## Exercise instructions
Every record here needs to be written out again exactly.

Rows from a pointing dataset
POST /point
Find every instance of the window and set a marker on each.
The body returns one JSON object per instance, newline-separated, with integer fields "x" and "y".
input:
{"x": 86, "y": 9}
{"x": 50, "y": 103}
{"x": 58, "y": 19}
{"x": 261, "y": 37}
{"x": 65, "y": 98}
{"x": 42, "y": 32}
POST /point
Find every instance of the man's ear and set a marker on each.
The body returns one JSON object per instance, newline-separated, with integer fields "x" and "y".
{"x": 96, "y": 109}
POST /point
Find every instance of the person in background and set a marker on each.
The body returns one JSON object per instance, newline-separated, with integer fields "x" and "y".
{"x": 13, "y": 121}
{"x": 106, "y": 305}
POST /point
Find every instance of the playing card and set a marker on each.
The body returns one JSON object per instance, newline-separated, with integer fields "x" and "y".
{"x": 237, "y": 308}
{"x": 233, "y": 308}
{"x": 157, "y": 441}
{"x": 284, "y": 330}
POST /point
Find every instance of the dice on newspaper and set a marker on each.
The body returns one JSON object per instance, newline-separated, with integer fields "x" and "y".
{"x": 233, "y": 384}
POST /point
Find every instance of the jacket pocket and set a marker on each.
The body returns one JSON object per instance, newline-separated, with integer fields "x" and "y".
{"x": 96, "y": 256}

## Exercise output
POST /point
Find every instance of the window and set a marker on each.
The body returns one JSON object per instance, newline-separated, with integer fields "x" and "y".
input:
{"x": 86, "y": 9}
{"x": 50, "y": 103}
{"x": 58, "y": 19}
{"x": 261, "y": 37}
{"x": 65, "y": 98}
{"x": 42, "y": 32}
POST /point
Find every instance of the man's ear and set a marker on each.
The body returns one JSON object per instance, newline-separated, with integer fields "x" and "y".
{"x": 96, "y": 109}
POST /point
Find every instance of the person in background and set a marker on each.
The body returns one JSON object per instance, newline-separated, with integer fields "x" and "y".
{"x": 13, "y": 121}
{"x": 106, "y": 305}
POST /point
Find every instance of the playing card and set a marker on each.
The body returns one JSON object per instance, newline-separated, with integer fields "x" and "y".
{"x": 237, "y": 308}
{"x": 233, "y": 308}
{"x": 157, "y": 441}
{"x": 284, "y": 330}
POST /point
Find every instance of the dice on newspaper and set a marker on each.
The body returns one JSON object per instance, newline-separated, with integer fields "x" and "y".
{"x": 233, "y": 384}
POST /point
Find every instance of the jacket pocket and set a marker on each.
The body returns one JSON object per instance, newline-separated, with integer fields "x" and "y".
{"x": 96, "y": 256}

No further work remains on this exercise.